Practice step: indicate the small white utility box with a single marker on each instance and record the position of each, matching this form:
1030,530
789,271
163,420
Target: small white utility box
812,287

**What you should do**: In full and without alteration, write out the data above.

**Solution below**:
Practice step: indicate the small white utility box with a single marker on each instance and record the position of each, matching this form:
1030,530
789,271
163,420
Target: small white utility box
812,287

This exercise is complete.